### DATA EXTRACT
--------------------------------------------------
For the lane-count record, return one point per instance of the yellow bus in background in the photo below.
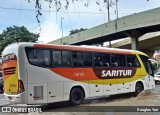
(41, 73)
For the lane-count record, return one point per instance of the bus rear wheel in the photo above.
(138, 88)
(76, 96)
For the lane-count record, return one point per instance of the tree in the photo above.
(16, 34)
(76, 31)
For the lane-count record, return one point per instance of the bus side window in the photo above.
(39, 57)
(114, 60)
(80, 59)
(132, 61)
(87, 58)
(106, 60)
(66, 58)
(74, 59)
(98, 60)
(122, 60)
(57, 58)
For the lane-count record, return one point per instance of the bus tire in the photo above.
(138, 88)
(76, 96)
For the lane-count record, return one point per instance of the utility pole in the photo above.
(62, 29)
(117, 8)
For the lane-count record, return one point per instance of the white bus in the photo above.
(41, 73)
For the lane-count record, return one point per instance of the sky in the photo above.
(52, 23)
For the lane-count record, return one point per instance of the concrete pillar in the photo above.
(110, 44)
(134, 35)
(134, 43)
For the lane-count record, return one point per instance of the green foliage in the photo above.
(76, 31)
(16, 34)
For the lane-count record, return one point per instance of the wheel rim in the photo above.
(77, 97)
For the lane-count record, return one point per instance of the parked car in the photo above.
(1, 82)
(157, 77)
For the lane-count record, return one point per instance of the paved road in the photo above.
(148, 98)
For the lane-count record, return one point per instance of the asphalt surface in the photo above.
(148, 98)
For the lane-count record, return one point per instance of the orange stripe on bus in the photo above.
(77, 74)
(82, 48)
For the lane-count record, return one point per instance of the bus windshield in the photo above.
(147, 65)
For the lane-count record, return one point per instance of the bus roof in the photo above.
(81, 48)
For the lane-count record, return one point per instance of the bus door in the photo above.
(149, 79)
(151, 82)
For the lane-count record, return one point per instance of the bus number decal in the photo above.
(114, 73)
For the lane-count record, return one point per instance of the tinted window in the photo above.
(39, 57)
(132, 61)
(122, 60)
(106, 60)
(98, 60)
(87, 58)
(114, 60)
(77, 59)
(66, 58)
(57, 58)
(147, 64)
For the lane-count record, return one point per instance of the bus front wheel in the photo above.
(138, 88)
(76, 96)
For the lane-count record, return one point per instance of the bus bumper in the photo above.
(13, 99)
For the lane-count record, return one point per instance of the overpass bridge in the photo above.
(132, 26)
(148, 43)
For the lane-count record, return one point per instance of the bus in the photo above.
(36, 73)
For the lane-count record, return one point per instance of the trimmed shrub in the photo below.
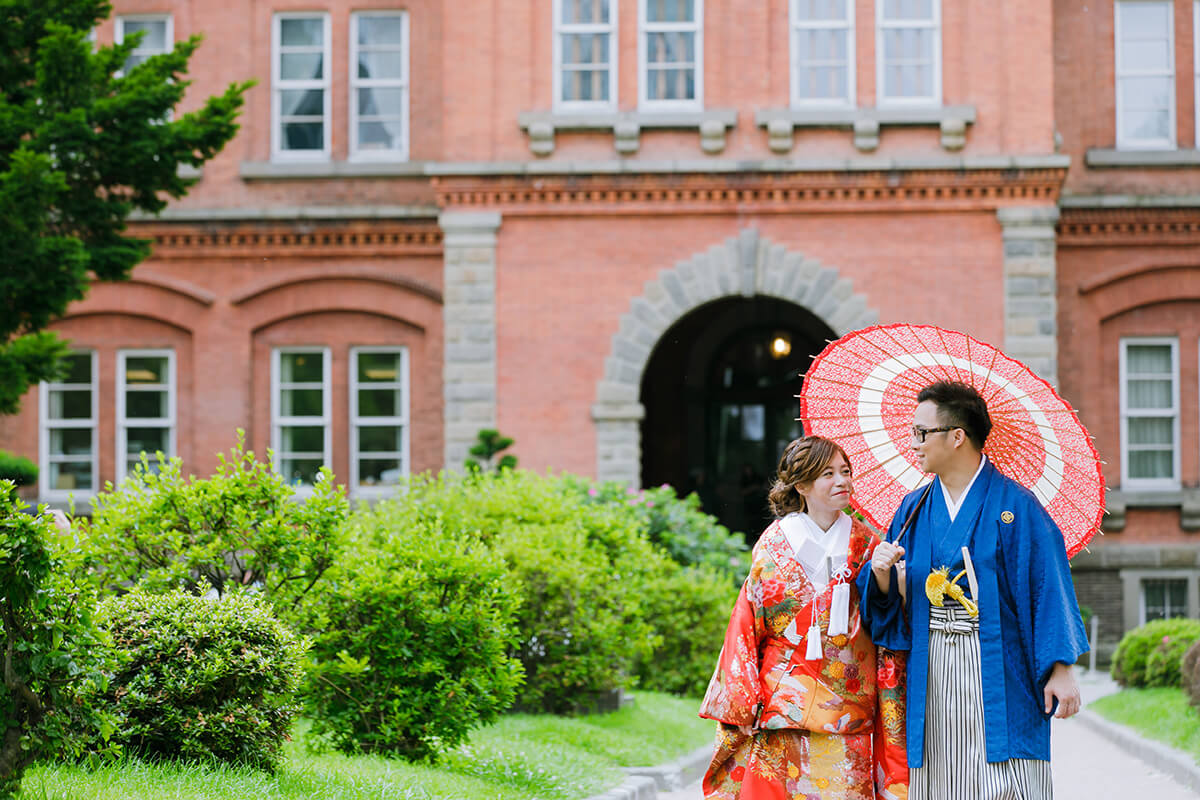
(241, 527)
(412, 644)
(202, 678)
(53, 649)
(17, 469)
(1132, 659)
(690, 611)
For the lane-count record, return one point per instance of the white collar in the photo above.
(951, 505)
(813, 546)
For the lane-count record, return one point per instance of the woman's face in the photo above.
(832, 488)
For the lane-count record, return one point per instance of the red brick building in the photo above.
(618, 229)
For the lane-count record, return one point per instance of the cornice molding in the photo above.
(1128, 226)
(300, 239)
(831, 191)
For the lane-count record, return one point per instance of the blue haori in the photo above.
(1029, 618)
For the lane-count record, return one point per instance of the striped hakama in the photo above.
(955, 763)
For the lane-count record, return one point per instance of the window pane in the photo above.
(379, 402)
(145, 370)
(300, 471)
(301, 66)
(301, 402)
(72, 475)
(378, 367)
(1152, 431)
(1151, 394)
(145, 405)
(383, 64)
(304, 136)
(591, 12)
(379, 439)
(73, 404)
(1153, 359)
(303, 439)
(381, 102)
(379, 471)
(387, 29)
(78, 368)
(1151, 463)
(303, 102)
(307, 31)
(71, 441)
(670, 11)
(301, 367)
(148, 440)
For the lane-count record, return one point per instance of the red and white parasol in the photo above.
(862, 391)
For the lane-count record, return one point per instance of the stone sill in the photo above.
(865, 122)
(252, 170)
(627, 126)
(1187, 500)
(1113, 157)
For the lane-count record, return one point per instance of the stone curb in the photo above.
(1162, 757)
(646, 782)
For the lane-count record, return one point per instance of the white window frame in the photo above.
(1144, 144)
(643, 30)
(168, 36)
(1171, 576)
(124, 423)
(43, 434)
(279, 85)
(881, 26)
(559, 28)
(795, 26)
(378, 421)
(357, 83)
(324, 420)
(1150, 483)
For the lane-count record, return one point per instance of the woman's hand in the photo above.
(885, 558)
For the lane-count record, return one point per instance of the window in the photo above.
(300, 397)
(585, 54)
(822, 53)
(1150, 419)
(1163, 599)
(672, 54)
(378, 419)
(157, 36)
(1145, 76)
(909, 52)
(300, 82)
(379, 85)
(145, 408)
(67, 435)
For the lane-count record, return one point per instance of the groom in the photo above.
(983, 681)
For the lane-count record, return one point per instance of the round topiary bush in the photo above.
(202, 678)
(1151, 655)
(412, 639)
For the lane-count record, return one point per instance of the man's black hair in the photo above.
(961, 405)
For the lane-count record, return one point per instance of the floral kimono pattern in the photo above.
(828, 728)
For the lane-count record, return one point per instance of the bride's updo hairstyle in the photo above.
(803, 462)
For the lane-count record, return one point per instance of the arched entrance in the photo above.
(719, 392)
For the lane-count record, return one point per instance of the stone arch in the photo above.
(748, 264)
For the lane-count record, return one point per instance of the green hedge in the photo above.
(1152, 655)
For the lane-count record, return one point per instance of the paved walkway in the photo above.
(1086, 765)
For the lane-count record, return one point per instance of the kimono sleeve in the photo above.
(732, 695)
(883, 613)
(1044, 594)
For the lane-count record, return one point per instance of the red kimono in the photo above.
(832, 727)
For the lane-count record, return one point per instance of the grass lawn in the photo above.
(522, 757)
(1161, 714)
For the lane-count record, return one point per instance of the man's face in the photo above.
(934, 453)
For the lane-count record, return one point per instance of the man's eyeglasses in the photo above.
(919, 433)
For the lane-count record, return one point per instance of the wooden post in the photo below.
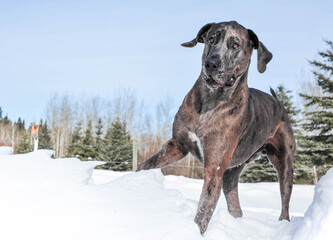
(34, 134)
(135, 156)
(315, 179)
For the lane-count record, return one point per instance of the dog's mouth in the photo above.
(214, 84)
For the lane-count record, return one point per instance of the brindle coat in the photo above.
(225, 124)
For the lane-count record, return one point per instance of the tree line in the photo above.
(92, 128)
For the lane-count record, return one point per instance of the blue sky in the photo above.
(95, 47)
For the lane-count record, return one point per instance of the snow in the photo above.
(317, 223)
(45, 198)
(6, 150)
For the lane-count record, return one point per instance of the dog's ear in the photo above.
(200, 36)
(264, 56)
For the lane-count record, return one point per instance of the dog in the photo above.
(225, 124)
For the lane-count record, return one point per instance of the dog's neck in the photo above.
(211, 98)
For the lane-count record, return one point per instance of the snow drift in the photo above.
(317, 223)
(6, 150)
(45, 198)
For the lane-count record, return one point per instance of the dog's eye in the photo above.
(235, 46)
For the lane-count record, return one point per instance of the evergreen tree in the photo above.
(24, 145)
(74, 148)
(44, 137)
(117, 148)
(262, 170)
(86, 150)
(317, 144)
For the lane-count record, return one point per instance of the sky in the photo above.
(92, 48)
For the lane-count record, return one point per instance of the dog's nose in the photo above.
(211, 64)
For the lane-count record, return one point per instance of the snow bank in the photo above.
(6, 150)
(317, 223)
(44, 198)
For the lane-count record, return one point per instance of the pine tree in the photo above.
(74, 148)
(24, 145)
(86, 150)
(317, 145)
(117, 148)
(262, 170)
(44, 141)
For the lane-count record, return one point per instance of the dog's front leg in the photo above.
(218, 152)
(168, 154)
(209, 197)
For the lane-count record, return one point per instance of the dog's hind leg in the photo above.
(230, 190)
(280, 151)
(168, 154)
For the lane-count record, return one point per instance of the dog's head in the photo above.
(227, 53)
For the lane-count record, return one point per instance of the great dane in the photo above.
(225, 124)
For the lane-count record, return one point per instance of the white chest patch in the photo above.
--------------------------------------------------
Exactly as written, give the entries above again, with no images.

### EXERCISE RESPONSE
For the lane-count record, return one point per instance of the yellow bus in background in the photo below.
(41, 73)
For the lane-count record, return one point per instance of the bus rear wheel in the photo above.
(138, 88)
(76, 96)
For the lane-count record, return one point per instance of the tree in the photo above.
(16, 34)
(76, 31)
For the lane-count record, return one point per instance of the bus side window in the photo above.
(39, 57)
(114, 60)
(80, 59)
(132, 61)
(87, 58)
(106, 60)
(66, 58)
(74, 59)
(98, 60)
(122, 60)
(57, 58)
For the lane-count record, return one point per instance of the bus tire in the photo above.
(138, 88)
(76, 96)
For the lane-count record, return one point per instance of the utility pole in the photo above.
(62, 29)
(117, 8)
For the lane-count record, return one point per instance of the white bus in the photo above.
(41, 73)
For the lane-count record, return one point per instance of the sky in the photo above.
(52, 23)
For the lane-count record, return one point per instance of the concrete pillar in the photo above.
(110, 44)
(134, 35)
(134, 43)
For the lane-count record, return one point per instance of the green foliage in the photo above.
(76, 31)
(16, 34)
For the lane-count record, return one point per instance of the wheel rim in the photo above.
(77, 97)
For the lane-count record, return one point per instance of the parked car in the photo above.
(1, 82)
(157, 77)
For the lane-count record, return one point per instance of the paved road in the photo above.
(148, 98)
For the lane-count record, return one point per instance of the asphalt surface in the photo above.
(148, 98)
For the lane-count record, return one point per instance of the orange stripe on bus in the photo above.
(77, 74)
(82, 48)
For the lane-count record, return one point per instance of the bus windshield in the photo above.
(147, 65)
For the lane-count record, return one point per instance of the bus roof in the photo above.
(81, 48)
For the lane-count record, return one point per instance of the bus door in the photo above.
(149, 79)
(151, 82)
For the lane-count record, return one point per instance of the bus number decal in the photo above.
(114, 73)
For the lane-count record, return one point per instance of the tinted window in the photo above.
(39, 57)
(132, 61)
(122, 60)
(106, 60)
(98, 60)
(87, 58)
(114, 60)
(77, 59)
(66, 58)
(57, 58)
(147, 64)
For the lane-count record, return one point per instance of the bus front wheel in the photo above.
(138, 88)
(76, 96)
For the lane-count record, return one point per instance of the bus bumper in the photo above.
(13, 99)
For the lane-count record, return one point per instance of the overpass bridge in the photo above.
(132, 26)
(148, 43)
For the lane-count record, return one point per instance of the bus in the photo above.
(36, 73)
For the lane-count record, return one point per instance of the trimmed shrub in the photo below.
(241, 527)
(412, 644)
(202, 678)
(53, 649)
(17, 469)
(1132, 659)
(690, 611)
For the lane-count record, return one point per instance of the white collar in the photo above.
(951, 505)
(813, 546)
For the lane-count record, return one point per instance of the woman's face in the photo above.
(832, 488)
For the lane-count record, return one point per instance of the red brick building in the photo above.
(618, 229)
For the lane-count record, return one point per instance of the cornice molding in the photo above.
(1128, 226)
(300, 239)
(831, 191)
For the lane-count record, return one point per instance of the blue haori in the photo above.
(1029, 618)
For the lane-count record, return one point per instance of the striped hakama in the photo above.
(955, 763)
For the lane-count record, return one point per instance of the window pane in the photo above.
(379, 402)
(145, 370)
(300, 471)
(301, 66)
(301, 402)
(72, 475)
(378, 367)
(1152, 431)
(1151, 394)
(145, 405)
(383, 64)
(304, 136)
(591, 12)
(379, 439)
(73, 404)
(1153, 359)
(303, 439)
(381, 102)
(379, 471)
(387, 29)
(78, 368)
(1151, 463)
(303, 102)
(307, 31)
(71, 441)
(670, 11)
(301, 367)
(148, 440)
For the lane-count record, return one point per instance of the red and white parasol in the photo above.
(862, 391)
For the lane-count record, return one point per instance of the stone sill in the photo above.
(865, 122)
(252, 170)
(627, 126)
(1187, 500)
(1113, 157)
For the lane-count record, return one point per instance of the stone curb in the photo above.
(1162, 757)
(646, 782)
For the lane-count record, return one point per instance of the white window frame in the photo above.
(1144, 144)
(643, 30)
(168, 36)
(1171, 576)
(124, 423)
(43, 434)
(279, 85)
(881, 26)
(559, 28)
(795, 26)
(378, 421)
(357, 83)
(324, 420)
(1150, 483)
For the lane-count record, return one point per instance of the woman's hand in the photo above.
(885, 558)
For the lane-count record, return one point per instance of the window in the photo above.
(300, 397)
(585, 54)
(822, 53)
(1150, 419)
(1163, 599)
(672, 54)
(378, 419)
(157, 36)
(1145, 76)
(909, 52)
(300, 82)
(379, 85)
(145, 408)
(67, 435)
For the lane-count record, return one point per instance of the groom in the photo above.
(983, 681)
For the lane-count record, return one point per instance of the round topiary bush in the photo above.
(202, 678)
(1151, 655)
(412, 639)
For the lane-count record, return one point per instance of the man's black hair in the photo above.
(961, 405)
For the lane-count record, return one point per instance of the floral kimono pattern in the photo above.
(828, 728)
For the lane-count record, return one point per instance of the bride's updo hairstyle in the photo above.
(803, 462)
For the lane-count record, return one point per instance of the arched entrance in the photo above.
(719, 392)
For the lane-count record, return one point per instance of the stone arch in the photo above.
(748, 264)
For the lane-count record, return one point per instance of the green hedge in the photo above.
(1152, 655)
For the lane-count record, return one point per instance of the paved walkway in the photo above.
(1086, 765)
For the lane-count record, return one point per instance of the kimono sleeve in the photo above.
(732, 695)
(883, 613)
(1044, 594)
For the lane-count record, return one point per instance of the red kimono in the photo above.
(832, 727)
For the lane-count record, return one point per instance of the grass lawn in the photo above.
(522, 757)
(1161, 714)
For the lane-count record, return one point per instance of the man's face in the photo above.
(934, 453)
For the lane-count record, return one point per instance of the man's eyeglasses in the photo above.
(919, 433)
For the lane-count record, return one point per instance of the wooden post in the photo below.
(34, 134)
(135, 156)
(315, 179)
For the lane-count record, return one point per instance of the dog's mouth in the photo above.
(214, 84)
For the lane-count record, return one point per instance of the brindle coat in the photo above.
(225, 124)
For the lane-count record, return one point per instance of the tree line in the photo above.
(92, 128)
For the lane-count record, return one point per instance of the blue sky in the photo above.
(95, 47)
For the lane-count record, return one point per instance of the snow in the photo above.
(317, 223)
(45, 198)
(6, 150)
For the lane-count record, return one point per instance of the dog's ear in the photo above.
(200, 36)
(264, 56)
For the lane-count record, return one point per instance of the dog in the photo above.
(225, 124)
For the lane-count record, return one point per instance of the dog's neck in the photo above.
(211, 98)
For the lane-count record, return one point per instance of the snow drift in the photo above.
(317, 223)
(6, 150)
(45, 198)
For the lane-count record, return one point per instance of the dog's eye in the photo above.
(235, 46)
For the lane-count record, return one point per instance of the evergreen tree in the photo above.
(24, 145)
(74, 148)
(44, 137)
(117, 148)
(262, 170)
(86, 150)
(317, 144)
For the lane-count record, return one point per instance of the sky in the photo above.
(92, 48)
For the lane-count record, return one point per instance of the dog's nose in the photo above.
(211, 64)
For the lane-count record, return one point per instance of the snow bank in the photo above.
(6, 150)
(317, 223)
(44, 198)
For the lane-count record, return one point per instance of the pine tree in the photo above.
(74, 148)
(24, 145)
(86, 150)
(317, 145)
(117, 148)
(262, 170)
(44, 141)
For the lane-count record, return one point per instance of the dog's front leg in the photo above.
(218, 152)
(168, 154)
(209, 197)
For the lane-count record, return one point per instance of the dog's hind leg in the photo above.
(230, 190)
(280, 151)
(168, 154)
For the lane-count record, return one point per instance of the dog's head in the photo above.
(227, 53)
For the lane-count record, return one point per instance of the great dane in the photo above.
(225, 124)
For the lane-count record, return one point per instance of the white chest patch in the photo above.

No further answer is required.